• Provided entries
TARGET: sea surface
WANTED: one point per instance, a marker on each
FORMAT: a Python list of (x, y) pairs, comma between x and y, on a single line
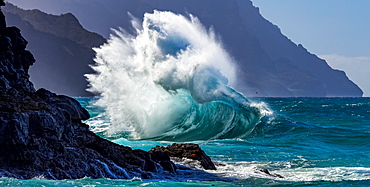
[(308, 141)]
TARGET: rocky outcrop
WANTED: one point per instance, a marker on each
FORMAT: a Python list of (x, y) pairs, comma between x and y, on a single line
[(188, 150), (61, 46), (42, 134), (269, 63)]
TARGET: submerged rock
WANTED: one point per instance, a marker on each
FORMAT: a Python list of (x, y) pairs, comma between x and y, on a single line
[(42, 133)]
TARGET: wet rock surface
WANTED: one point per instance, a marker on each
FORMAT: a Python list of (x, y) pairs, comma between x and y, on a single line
[(42, 133), (187, 150)]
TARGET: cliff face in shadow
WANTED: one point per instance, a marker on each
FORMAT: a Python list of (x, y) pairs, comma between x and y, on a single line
[(42, 134), (62, 47), (270, 64)]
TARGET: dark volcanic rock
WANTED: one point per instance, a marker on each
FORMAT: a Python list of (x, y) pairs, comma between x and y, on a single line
[(61, 46), (41, 133), (188, 150)]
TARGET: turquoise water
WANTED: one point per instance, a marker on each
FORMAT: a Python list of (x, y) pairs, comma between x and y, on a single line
[(309, 141)]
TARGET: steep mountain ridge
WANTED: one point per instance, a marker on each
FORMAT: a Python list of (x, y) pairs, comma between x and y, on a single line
[(62, 48), (269, 63)]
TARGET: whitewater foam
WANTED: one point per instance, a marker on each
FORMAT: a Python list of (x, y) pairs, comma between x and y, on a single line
[(172, 81)]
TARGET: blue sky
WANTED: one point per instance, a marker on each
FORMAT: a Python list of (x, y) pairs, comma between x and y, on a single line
[(335, 30)]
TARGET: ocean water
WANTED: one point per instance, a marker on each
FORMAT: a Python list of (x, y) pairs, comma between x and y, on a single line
[(309, 141), (173, 81)]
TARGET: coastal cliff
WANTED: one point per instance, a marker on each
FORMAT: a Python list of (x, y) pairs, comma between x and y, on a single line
[(61, 46), (269, 63), (42, 133)]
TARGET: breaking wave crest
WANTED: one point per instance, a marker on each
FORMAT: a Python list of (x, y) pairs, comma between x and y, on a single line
[(171, 81)]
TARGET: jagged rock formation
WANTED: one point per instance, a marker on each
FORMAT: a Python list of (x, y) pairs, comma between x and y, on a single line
[(189, 150), (62, 48), (269, 63), (41, 133)]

• Exercise
Among the lines of the data, identify those with the word "surface". Copy each of them.

• Solved exercise
TARGET: sea surface
TARGET: wet rock surface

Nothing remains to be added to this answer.